→ YOUR INSTRUCTIONS: For this exercise, copy the data exactly and omit any images.

# # # #

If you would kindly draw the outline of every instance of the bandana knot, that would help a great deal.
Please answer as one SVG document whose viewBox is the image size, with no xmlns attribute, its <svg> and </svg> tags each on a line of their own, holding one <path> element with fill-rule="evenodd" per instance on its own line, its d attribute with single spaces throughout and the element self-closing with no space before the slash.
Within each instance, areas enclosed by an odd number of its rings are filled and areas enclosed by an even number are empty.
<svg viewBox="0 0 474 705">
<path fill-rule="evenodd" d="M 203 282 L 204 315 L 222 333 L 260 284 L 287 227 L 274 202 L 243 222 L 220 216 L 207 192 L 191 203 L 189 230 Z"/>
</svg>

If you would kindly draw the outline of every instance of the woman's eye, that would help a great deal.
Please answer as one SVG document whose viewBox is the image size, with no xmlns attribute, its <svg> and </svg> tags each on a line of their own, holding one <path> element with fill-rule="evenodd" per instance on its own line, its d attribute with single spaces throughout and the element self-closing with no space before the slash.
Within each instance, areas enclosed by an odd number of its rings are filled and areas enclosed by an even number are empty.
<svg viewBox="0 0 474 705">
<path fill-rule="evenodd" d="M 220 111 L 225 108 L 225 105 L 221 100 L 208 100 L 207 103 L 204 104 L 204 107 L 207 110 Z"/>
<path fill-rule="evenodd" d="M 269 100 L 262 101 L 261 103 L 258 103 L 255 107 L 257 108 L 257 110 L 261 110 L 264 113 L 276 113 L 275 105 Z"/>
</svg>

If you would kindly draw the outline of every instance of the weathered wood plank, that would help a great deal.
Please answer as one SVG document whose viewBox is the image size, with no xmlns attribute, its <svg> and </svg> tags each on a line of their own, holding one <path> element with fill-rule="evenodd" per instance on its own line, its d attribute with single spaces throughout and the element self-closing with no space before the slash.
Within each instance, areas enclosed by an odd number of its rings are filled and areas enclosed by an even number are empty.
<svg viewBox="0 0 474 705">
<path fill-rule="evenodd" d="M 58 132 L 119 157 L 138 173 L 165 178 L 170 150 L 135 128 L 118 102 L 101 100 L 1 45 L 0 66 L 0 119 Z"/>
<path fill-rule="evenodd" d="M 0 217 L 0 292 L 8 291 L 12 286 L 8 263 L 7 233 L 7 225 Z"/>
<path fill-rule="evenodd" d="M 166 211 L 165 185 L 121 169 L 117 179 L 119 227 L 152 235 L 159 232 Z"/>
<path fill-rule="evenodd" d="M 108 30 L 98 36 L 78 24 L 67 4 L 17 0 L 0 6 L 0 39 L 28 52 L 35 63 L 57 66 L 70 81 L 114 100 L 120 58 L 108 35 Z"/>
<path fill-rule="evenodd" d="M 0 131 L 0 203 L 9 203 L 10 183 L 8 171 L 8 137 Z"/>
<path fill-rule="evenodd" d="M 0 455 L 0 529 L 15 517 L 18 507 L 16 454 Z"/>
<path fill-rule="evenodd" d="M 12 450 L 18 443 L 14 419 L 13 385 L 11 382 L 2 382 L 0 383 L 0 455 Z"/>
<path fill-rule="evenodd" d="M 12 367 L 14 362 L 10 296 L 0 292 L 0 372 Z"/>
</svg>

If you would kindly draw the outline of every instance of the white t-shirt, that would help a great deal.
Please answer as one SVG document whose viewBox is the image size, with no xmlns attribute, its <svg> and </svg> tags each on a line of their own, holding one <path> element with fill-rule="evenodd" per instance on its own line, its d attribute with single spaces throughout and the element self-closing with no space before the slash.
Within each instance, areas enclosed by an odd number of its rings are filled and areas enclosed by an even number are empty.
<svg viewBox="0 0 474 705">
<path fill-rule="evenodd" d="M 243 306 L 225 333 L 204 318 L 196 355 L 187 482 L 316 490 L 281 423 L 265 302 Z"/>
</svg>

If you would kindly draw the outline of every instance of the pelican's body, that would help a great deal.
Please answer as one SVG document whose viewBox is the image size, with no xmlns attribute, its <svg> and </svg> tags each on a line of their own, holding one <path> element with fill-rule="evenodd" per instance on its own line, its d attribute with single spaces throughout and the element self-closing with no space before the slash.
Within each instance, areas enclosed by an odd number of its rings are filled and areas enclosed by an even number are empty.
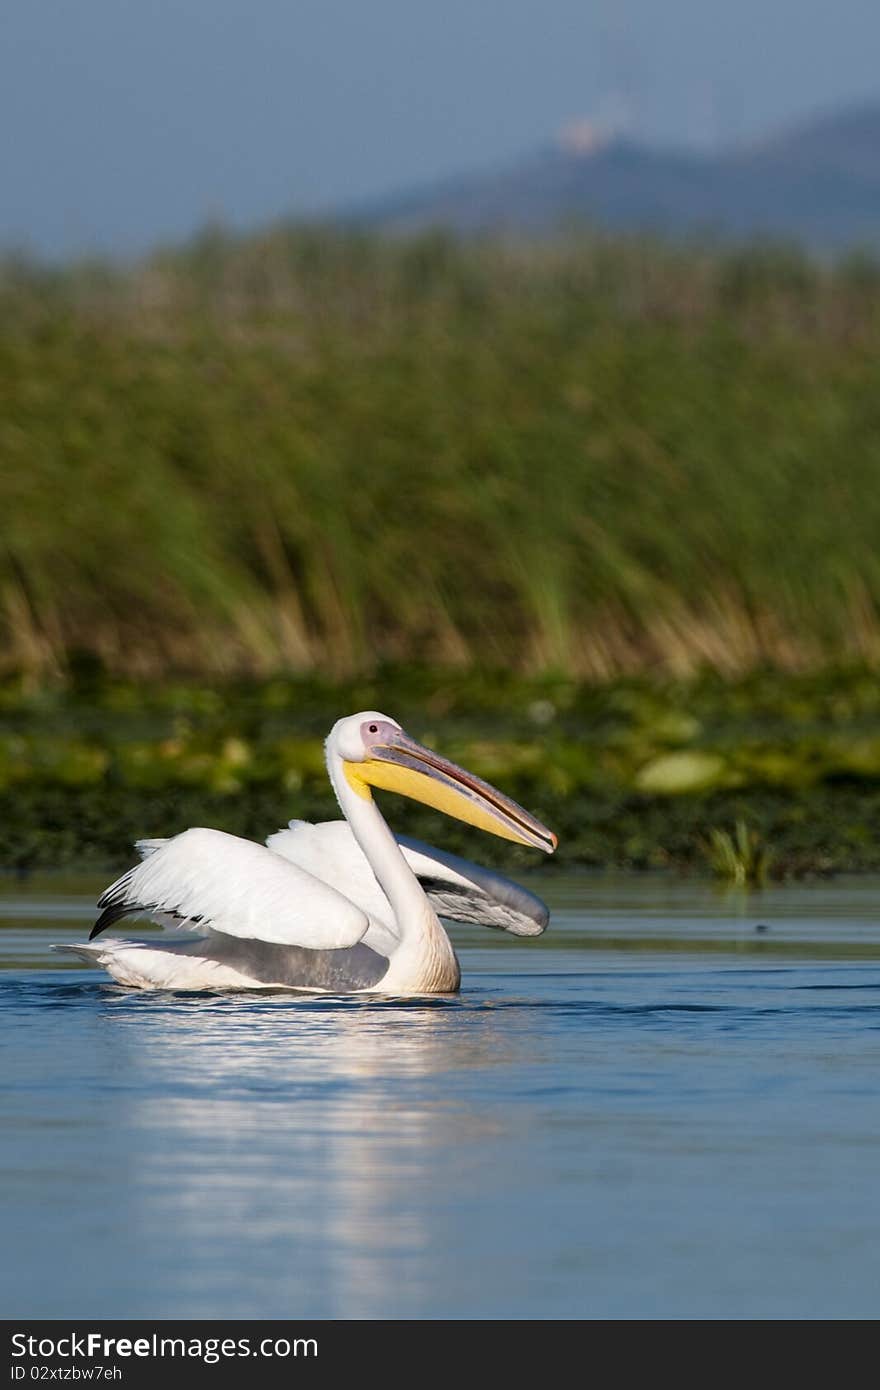
<svg viewBox="0 0 880 1390">
<path fill-rule="evenodd" d="M 544 930 L 547 909 L 517 884 L 395 838 L 371 787 L 552 851 L 555 836 L 527 811 L 375 712 L 341 719 L 326 755 L 344 821 L 291 821 L 265 845 L 205 829 L 142 840 L 142 862 L 99 900 L 89 942 L 65 949 L 146 989 L 445 994 L 461 974 L 438 910 L 521 936 Z M 197 935 L 93 944 L 129 916 Z"/>
</svg>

# # # #

→ EXERCISE SOLUTION:
If you would kindly draw the outline of every instance of the bandana knot, that would help a great deal.
Please answer as one SVG document whose viewBox is the image size, with no xmlns attribute, its <svg> and </svg> tags each on a line of their own, holding one <path> element with fill-rule="evenodd" per instance on its own line, its d attribute with single spaces throughout and the element self-closing with no space before the slash.
Within each instance, areas enclosed by an odd number of its rings are filled and areas enclosed by an even number are empty.
<svg viewBox="0 0 474 705">
<path fill-rule="evenodd" d="M 203 282 L 204 315 L 222 333 L 260 284 L 287 227 L 274 202 L 243 222 L 220 216 L 207 192 L 191 203 L 189 230 Z"/>
</svg>

If you would kindly draw the outline of every instance of the woman's eye, that would help a great deal.
Please answer as one SVG document whose viewBox is the image size, with no xmlns attribute, its <svg> and </svg> tags each on a line of their own, holding one <path> element with fill-rule="evenodd" per instance on its own line, its d attribute with single spaces throughout and the element self-closing with no space before the slash.
Within each instance, areas enclosed by an odd number of its rings are filled and areas enclosed by an even number are empty.
<svg viewBox="0 0 474 705">
<path fill-rule="evenodd" d="M 220 111 L 225 108 L 225 105 L 221 100 L 208 100 L 207 103 L 204 104 L 204 107 L 207 110 Z"/>
<path fill-rule="evenodd" d="M 269 100 L 262 101 L 261 103 L 258 103 L 255 107 L 257 108 L 257 110 L 261 110 L 264 113 L 276 113 L 275 105 Z"/>
</svg>

If you would kindly draw the outline of every instance of the weathered wood plank, that would help a great deal.
Please answer as one SVG document whose viewBox is the image size, with no xmlns attribute, its <svg> and </svg> tags each on a line of their own, holding one <path> element with fill-rule="evenodd" per instance on its own line, its d attribute with single spaces throughout and the element self-closing with no space before the slash.
Within each instance, areas enclosed by an odd number of its rings are filled and areas enclosed by an even number are empty.
<svg viewBox="0 0 474 705">
<path fill-rule="evenodd" d="M 58 132 L 119 157 L 138 173 L 165 178 L 170 150 L 135 128 L 118 102 L 101 100 L 1 45 L 0 66 L 0 119 Z"/>
<path fill-rule="evenodd" d="M 0 217 L 0 292 L 8 291 L 12 286 L 8 263 L 7 233 L 7 225 Z"/>
<path fill-rule="evenodd" d="M 166 211 L 165 185 L 121 169 L 117 179 L 119 227 L 152 235 L 159 232 Z"/>
<path fill-rule="evenodd" d="M 108 30 L 98 36 L 78 24 L 67 4 L 17 0 L 0 6 L 0 39 L 28 52 L 35 63 L 57 66 L 70 81 L 114 100 L 120 58 L 108 35 Z"/>
<path fill-rule="evenodd" d="M 0 131 L 0 203 L 9 203 L 10 183 L 8 171 L 8 137 Z"/>
<path fill-rule="evenodd" d="M 0 455 L 0 529 L 15 517 L 18 507 L 16 454 Z"/>
<path fill-rule="evenodd" d="M 12 450 L 18 443 L 14 419 L 13 385 L 11 382 L 2 382 L 0 383 L 0 455 Z"/>
<path fill-rule="evenodd" d="M 12 367 L 14 362 L 10 296 L 0 292 L 0 372 Z"/>
</svg>

If you would kindly draw the outline of every instance of the white t-shirt, that would help a great deal.
Please answer as one SVG document whose viewBox is the image size, with no xmlns attribute, its <svg> and </svg> tags each on a line of their own, holding one <path> element with fill-rule="evenodd" per instance on its own line, its d attribute with single spaces throughout and the element self-closing with no space before the slash.
Within each instance, areas enclosed by an odd number of its rings are filled and areas enclosed by an even number are empty.
<svg viewBox="0 0 474 705">
<path fill-rule="evenodd" d="M 243 306 L 225 333 L 204 318 L 196 355 L 187 482 L 316 490 L 281 423 L 265 302 Z"/>
</svg>

If you would kindly draw the outline of every instance of the pelican's body, that would help a great deal.
Please answer as one SVG document whose viewBox is the image size, with no xmlns attribute, its <svg> and </svg> tags each on a line of their own, holding one <path> element with fill-rule="evenodd" per instance on its own line, its d attribute with single spaces throughout and the element self-closing with no space before the slash.
Within each instance, areas enclosed by an odd number of its rings are filled and areas enclosed by an even number are empty.
<svg viewBox="0 0 880 1390">
<path fill-rule="evenodd" d="M 544 930 L 547 909 L 517 884 L 395 838 L 371 787 L 552 851 L 555 836 L 527 811 L 375 712 L 341 719 L 326 755 L 344 821 L 291 821 L 265 845 L 205 829 L 142 840 L 142 862 L 99 900 L 89 942 L 65 949 L 146 989 L 445 994 L 461 974 L 438 910 L 521 936 Z M 197 935 L 93 944 L 129 916 Z"/>
</svg>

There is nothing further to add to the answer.